Object position labeling entries:
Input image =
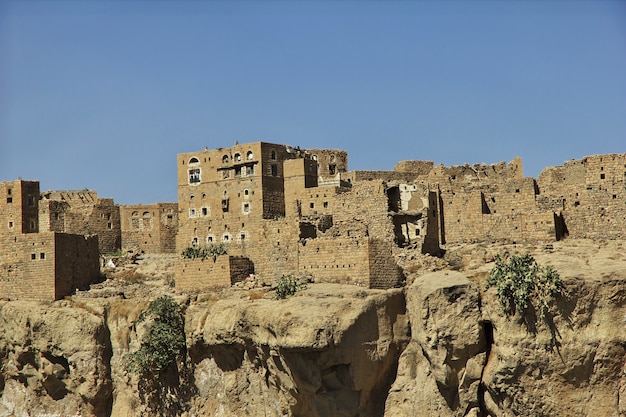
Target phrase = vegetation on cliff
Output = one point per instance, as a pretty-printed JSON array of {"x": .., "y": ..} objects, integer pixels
[{"x": 519, "y": 280}]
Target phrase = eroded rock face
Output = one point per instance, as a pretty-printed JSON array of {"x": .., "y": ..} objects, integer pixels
[
  {"x": 441, "y": 347},
  {"x": 467, "y": 358},
  {"x": 327, "y": 354},
  {"x": 54, "y": 360}
]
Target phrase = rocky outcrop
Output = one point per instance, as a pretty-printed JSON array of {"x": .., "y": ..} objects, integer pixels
[
  {"x": 55, "y": 360},
  {"x": 332, "y": 352},
  {"x": 467, "y": 358},
  {"x": 440, "y": 347}
]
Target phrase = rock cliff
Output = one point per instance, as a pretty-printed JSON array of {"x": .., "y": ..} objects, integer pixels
[{"x": 440, "y": 346}]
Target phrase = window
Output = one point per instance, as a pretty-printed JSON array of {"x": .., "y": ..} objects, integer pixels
[{"x": 194, "y": 176}]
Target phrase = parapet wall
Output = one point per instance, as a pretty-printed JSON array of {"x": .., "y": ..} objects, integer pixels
[{"x": 203, "y": 274}]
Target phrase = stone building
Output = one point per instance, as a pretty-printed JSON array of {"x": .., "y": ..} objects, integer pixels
[
  {"x": 151, "y": 228},
  {"x": 290, "y": 210},
  {"x": 35, "y": 264},
  {"x": 82, "y": 212}
]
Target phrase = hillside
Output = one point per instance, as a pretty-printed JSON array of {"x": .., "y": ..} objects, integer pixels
[{"x": 441, "y": 345}]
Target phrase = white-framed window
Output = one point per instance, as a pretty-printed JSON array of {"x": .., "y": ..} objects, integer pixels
[{"x": 194, "y": 176}]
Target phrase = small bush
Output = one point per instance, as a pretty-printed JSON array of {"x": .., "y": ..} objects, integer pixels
[
  {"x": 287, "y": 286},
  {"x": 164, "y": 342},
  {"x": 519, "y": 280}
]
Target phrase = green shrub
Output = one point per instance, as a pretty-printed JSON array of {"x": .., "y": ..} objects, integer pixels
[
  {"x": 519, "y": 280},
  {"x": 287, "y": 286},
  {"x": 211, "y": 251},
  {"x": 164, "y": 341}
]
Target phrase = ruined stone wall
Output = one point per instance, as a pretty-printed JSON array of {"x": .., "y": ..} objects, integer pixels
[
  {"x": 391, "y": 176},
  {"x": 415, "y": 167},
  {"x": 201, "y": 274},
  {"x": 149, "y": 227},
  {"x": 336, "y": 260},
  {"x": 19, "y": 207},
  {"x": 77, "y": 261},
  {"x": 592, "y": 194},
  {"x": 27, "y": 269},
  {"x": 384, "y": 273},
  {"x": 47, "y": 265},
  {"x": 82, "y": 212}
]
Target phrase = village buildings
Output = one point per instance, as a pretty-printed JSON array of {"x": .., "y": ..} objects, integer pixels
[{"x": 278, "y": 210}]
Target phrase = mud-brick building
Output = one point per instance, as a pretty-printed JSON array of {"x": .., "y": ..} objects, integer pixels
[
  {"x": 150, "y": 228},
  {"x": 34, "y": 264},
  {"x": 82, "y": 212},
  {"x": 287, "y": 210}
]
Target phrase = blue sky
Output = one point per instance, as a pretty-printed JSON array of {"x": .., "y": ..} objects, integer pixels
[{"x": 104, "y": 94}]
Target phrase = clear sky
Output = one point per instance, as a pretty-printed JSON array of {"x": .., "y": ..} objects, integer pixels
[{"x": 104, "y": 94}]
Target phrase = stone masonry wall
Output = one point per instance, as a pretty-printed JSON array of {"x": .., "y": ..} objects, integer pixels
[{"x": 201, "y": 274}]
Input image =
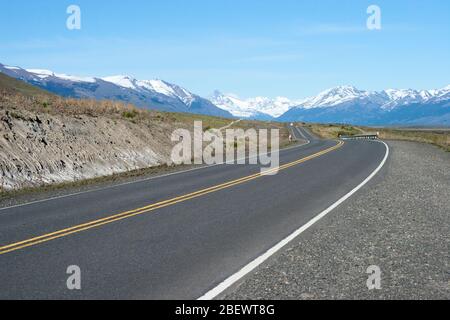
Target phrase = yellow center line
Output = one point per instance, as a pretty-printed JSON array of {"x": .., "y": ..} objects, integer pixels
[{"x": 128, "y": 214}]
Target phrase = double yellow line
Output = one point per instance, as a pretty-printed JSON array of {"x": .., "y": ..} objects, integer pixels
[{"x": 128, "y": 214}]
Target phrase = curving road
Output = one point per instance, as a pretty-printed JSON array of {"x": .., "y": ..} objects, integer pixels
[{"x": 175, "y": 236}]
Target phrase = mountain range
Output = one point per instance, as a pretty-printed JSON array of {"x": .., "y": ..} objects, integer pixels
[
  {"x": 150, "y": 94},
  {"x": 343, "y": 104}
]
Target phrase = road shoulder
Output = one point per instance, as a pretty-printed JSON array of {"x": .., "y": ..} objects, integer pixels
[{"x": 399, "y": 222}]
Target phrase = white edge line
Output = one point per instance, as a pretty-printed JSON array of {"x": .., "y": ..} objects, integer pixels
[
  {"x": 210, "y": 295},
  {"x": 141, "y": 180}
]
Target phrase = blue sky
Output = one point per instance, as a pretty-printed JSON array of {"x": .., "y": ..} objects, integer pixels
[{"x": 271, "y": 48}]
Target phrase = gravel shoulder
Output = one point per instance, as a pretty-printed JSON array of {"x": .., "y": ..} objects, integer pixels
[{"x": 399, "y": 222}]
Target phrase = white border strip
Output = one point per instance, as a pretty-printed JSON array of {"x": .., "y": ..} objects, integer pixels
[{"x": 210, "y": 295}]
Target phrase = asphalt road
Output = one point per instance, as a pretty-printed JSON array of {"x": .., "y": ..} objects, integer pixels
[{"x": 192, "y": 229}]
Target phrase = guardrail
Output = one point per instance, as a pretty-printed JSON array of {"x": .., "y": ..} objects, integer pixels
[{"x": 360, "y": 137}]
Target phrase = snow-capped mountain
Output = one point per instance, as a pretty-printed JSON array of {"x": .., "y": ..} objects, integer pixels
[
  {"x": 346, "y": 104},
  {"x": 151, "y": 94},
  {"x": 259, "y": 108}
]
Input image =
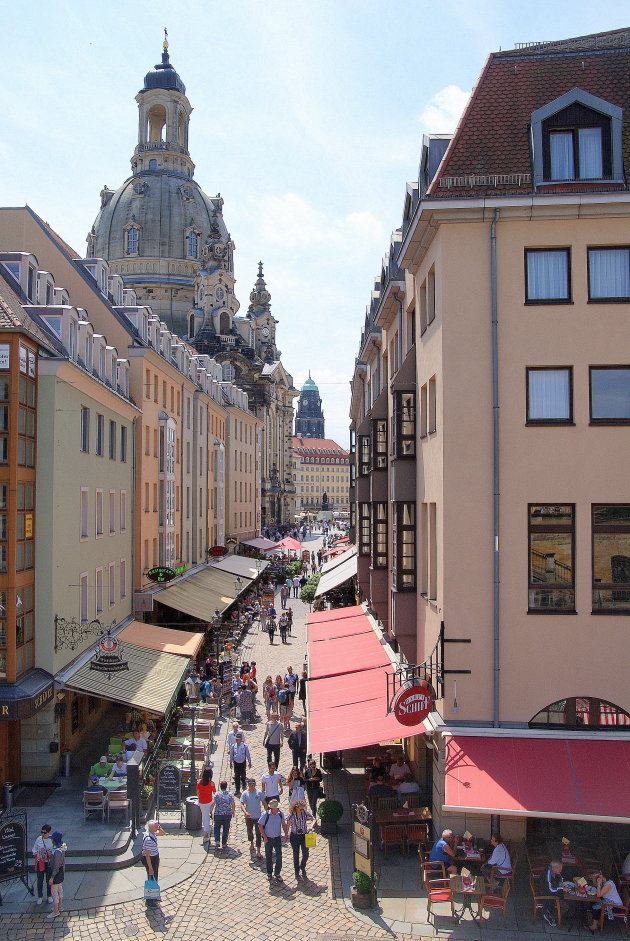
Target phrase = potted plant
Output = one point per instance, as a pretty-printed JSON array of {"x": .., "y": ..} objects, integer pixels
[
  {"x": 362, "y": 892},
  {"x": 329, "y": 813}
]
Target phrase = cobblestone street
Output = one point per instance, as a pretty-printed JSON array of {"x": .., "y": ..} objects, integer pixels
[{"x": 229, "y": 896}]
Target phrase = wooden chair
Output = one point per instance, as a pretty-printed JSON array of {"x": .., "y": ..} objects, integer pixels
[
  {"x": 118, "y": 800},
  {"x": 94, "y": 802},
  {"x": 432, "y": 871},
  {"x": 417, "y": 833},
  {"x": 495, "y": 900},
  {"x": 439, "y": 890},
  {"x": 619, "y": 912},
  {"x": 541, "y": 900},
  {"x": 392, "y": 835}
]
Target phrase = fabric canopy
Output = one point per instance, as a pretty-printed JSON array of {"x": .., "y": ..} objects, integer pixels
[
  {"x": 202, "y": 594},
  {"x": 337, "y": 576},
  {"x": 151, "y": 682},
  {"x": 580, "y": 779},
  {"x": 347, "y": 688},
  {"x": 161, "y": 638}
]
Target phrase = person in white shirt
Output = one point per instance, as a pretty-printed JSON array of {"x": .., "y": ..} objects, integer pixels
[{"x": 499, "y": 865}]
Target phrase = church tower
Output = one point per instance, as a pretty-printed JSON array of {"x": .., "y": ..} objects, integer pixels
[
  {"x": 153, "y": 228},
  {"x": 309, "y": 418}
]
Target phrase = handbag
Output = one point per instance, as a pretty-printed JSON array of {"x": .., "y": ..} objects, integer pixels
[{"x": 152, "y": 890}]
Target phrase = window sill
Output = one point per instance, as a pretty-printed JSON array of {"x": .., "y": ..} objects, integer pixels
[
  {"x": 553, "y": 611},
  {"x": 554, "y": 422},
  {"x": 548, "y": 303}
]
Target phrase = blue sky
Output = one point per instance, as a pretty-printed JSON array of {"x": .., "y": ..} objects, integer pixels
[{"x": 308, "y": 119}]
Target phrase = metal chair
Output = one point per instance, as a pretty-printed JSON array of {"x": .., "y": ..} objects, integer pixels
[
  {"x": 439, "y": 890},
  {"x": 492, "y": 900},
  {"x": 94, "y": 802},
  {"x": 392, "y": 835}
]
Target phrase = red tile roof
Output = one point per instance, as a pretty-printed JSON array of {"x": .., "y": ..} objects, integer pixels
[{"x": 493, "y": 136}]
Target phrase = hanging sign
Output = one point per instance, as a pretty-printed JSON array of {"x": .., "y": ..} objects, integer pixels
[
  {"x": 161, "y": 574},
  {"x": 413, "y": 705}
]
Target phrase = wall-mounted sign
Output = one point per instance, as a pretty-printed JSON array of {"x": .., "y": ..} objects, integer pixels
[
  {"x": 108, "y": 657},
  {"x": 217, "y": 551},
  {"x": 413, "y": 705},
  {"x": 160, "y": 574}
]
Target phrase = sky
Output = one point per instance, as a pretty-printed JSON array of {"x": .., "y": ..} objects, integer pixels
[{"x": 308, "y": 119}]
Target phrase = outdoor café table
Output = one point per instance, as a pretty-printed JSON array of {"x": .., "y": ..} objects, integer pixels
[
  {"x": 416, "y": 815},
  {"x": 116, "y": 784},
  {"x": 474, "y": 890}
]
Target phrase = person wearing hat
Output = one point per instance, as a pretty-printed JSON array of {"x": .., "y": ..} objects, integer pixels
[
  {"x": 298, "y": 821},
  {"x": 102, "y": 768},
  {"x": 271, "y": 825},
  {"x": 57, "y": 873},
  {"x": 239, "y": 756},
  {"x": 42, "y": 852}
]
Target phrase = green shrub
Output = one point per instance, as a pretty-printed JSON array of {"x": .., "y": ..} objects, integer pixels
[{"x": 330, "y": 811}]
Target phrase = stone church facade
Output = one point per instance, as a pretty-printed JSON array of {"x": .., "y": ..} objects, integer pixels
[{"x": 169, "y": 242}]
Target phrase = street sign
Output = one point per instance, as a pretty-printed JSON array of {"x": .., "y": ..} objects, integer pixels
[{"x": 413, "y": 705}]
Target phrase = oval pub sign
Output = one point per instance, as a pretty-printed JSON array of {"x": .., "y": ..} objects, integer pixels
[{"x": 413, "y": 705}]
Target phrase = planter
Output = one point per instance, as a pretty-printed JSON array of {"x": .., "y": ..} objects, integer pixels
[{"x": 361, "y": 899}]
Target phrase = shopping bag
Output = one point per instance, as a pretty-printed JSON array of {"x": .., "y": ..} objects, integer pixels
[{"x": 152, "y": 890}]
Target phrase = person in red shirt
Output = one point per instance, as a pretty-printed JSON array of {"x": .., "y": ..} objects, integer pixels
[{"x": 205, "y": 794}]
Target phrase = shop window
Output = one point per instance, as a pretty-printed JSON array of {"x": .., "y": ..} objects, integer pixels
[
  {"x": 551, "y": 558},
  {"x": 611, "y": 558},
  {"x": 580, "y": 712}
]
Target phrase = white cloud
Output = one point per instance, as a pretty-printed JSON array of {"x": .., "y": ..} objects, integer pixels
[{"x": 444, "y": 110}]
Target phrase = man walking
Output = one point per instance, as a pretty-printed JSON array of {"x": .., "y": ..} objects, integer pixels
[
  {"x": 252, "y": 804},
  {"x": 297, "y": 744},
  {"x": 271, "y": 825},
  {"x": 271, "y": 784},
  {"x": 239, "y": 755}
]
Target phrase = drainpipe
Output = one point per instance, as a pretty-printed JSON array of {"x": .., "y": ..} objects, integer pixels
[{"x": 495, "y": 472}]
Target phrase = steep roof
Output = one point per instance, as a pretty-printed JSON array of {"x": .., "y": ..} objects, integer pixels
[{"x": 493, "y": 137}]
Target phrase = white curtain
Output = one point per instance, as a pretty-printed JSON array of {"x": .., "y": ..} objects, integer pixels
[
  {"x": 561, "y": 152},
  {"x": 609, "y": 272},
  {"x": 590, "y": 148},
  {"x": 549, "y": 394},
  {"x": 547, "y": 276}
]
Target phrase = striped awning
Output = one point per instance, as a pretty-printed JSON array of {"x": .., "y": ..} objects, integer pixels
[
  {"x": 202, "y": 594},
  {"x": 152, "y": 681}
]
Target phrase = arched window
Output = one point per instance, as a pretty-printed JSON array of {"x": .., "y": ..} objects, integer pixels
[
  {"x": 582, "y": 712},
  {"x": 132, "y": 241},
  {"x": 192, "y": 244}
]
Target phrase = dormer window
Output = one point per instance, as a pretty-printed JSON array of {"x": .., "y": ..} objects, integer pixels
[{"x": 577, "y": 137}]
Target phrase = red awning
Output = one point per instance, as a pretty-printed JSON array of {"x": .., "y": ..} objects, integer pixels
[
  {"x": 578, "y": 779},
  {"x": 347, "y": 689}
]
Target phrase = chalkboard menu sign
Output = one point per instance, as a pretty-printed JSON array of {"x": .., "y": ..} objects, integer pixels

_Written problem_: Exactly reproduce the lines that run from the line with "Target phrase = striped awning" through the last line of the records, inclusive.

_Exercise response_:
Target phrase = striped awning
Output = one point per instance, as a pretty-printed JSON array of {"x": .., "y": ..} objects, integer pixels
[
  {"x": 202, "y": 594},
  {"x": 152, "y": 681}
]
Target phrase = arched window
Output = one point per instance, as a pretty-printed JSON array of {"x": .., "y": ..} objects, integer pixels
[
  {"x": 582, "y": 712},
  {"x": 132, "y": 241},
  {"x": 192, "y": 244}
]
Target phrase = dormer window
Output = one point per instance, as a pretty-printed JSON array of {"x": .., "y": ..} objects, integer pixels
[{"x": 577, "y": 137}]
Target phrase = red awning
Output = one point per instance, as a pretty-printed JSON array of {"x": .., "y": ..} objects, integer pixels
[
  {"x": 578, "y": 779},
  {"x": 347, "y": 689}
]
Target phrase = chalkboard menu sign
Output = one point per instance, as a pretty-printed JSON array of {"x": .., "y": ..} objects, integer pixels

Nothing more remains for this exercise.